## Assigned task
In the text on Burusho cuisine, who researched the Hunza diet in the 1930s?

## Passage shown
= Burusho cuisine =

Part of Pakistani cuisine

The Burusho cuisine, also called the Hunza cuisine, consists of traditional food and drink associated with the Burusho people of northern Pakistan. Alternative medicine and natural health advocates have argued without providing any scientific evidence that the Hunza diet can increase longevity to 120 years. The diet mostly consists of raw food including nuts, fresh vegetables, dry vegetables, mint, fruits and seeds added with yogurt. The cooked meal, daal included with chappati, is included for dinner.

== Longevity myth ==
In the 1930s, Swiss-German physician Ralph Bircher conducted research on the Hunza diet. In his book about the Hunza, Jay Hoffman argued that, by the ratio to cats, dogs and horses, humans should live up to 120 to 150 years, and argues the Hunza diet to be the key to this longevity. Such ideas also promoted by natural health advocates have been discredited. There is no reliable documentation validating the age of alleged Hunza supercentenarians.

## Supplied material
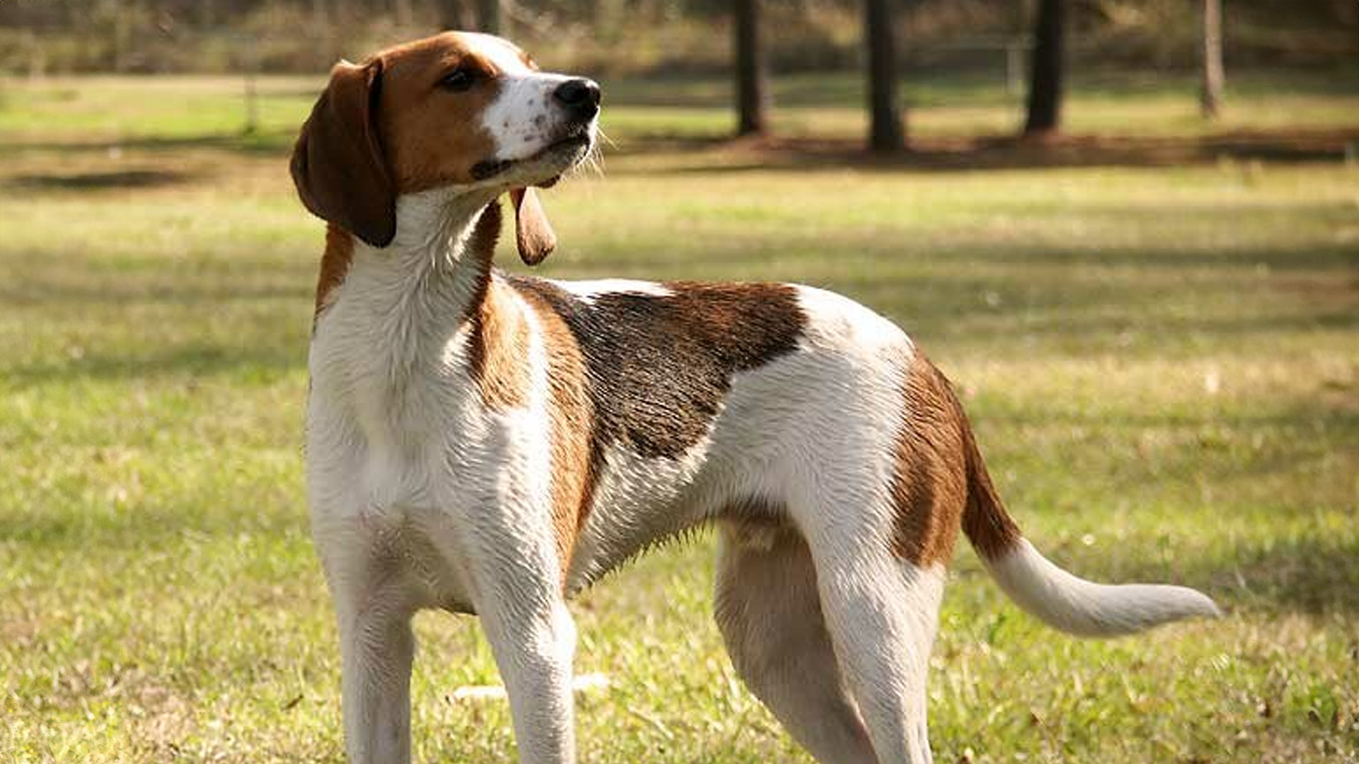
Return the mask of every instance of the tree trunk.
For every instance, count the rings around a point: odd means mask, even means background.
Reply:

## Your solution
The Swiss-German physician Ralph Bircher.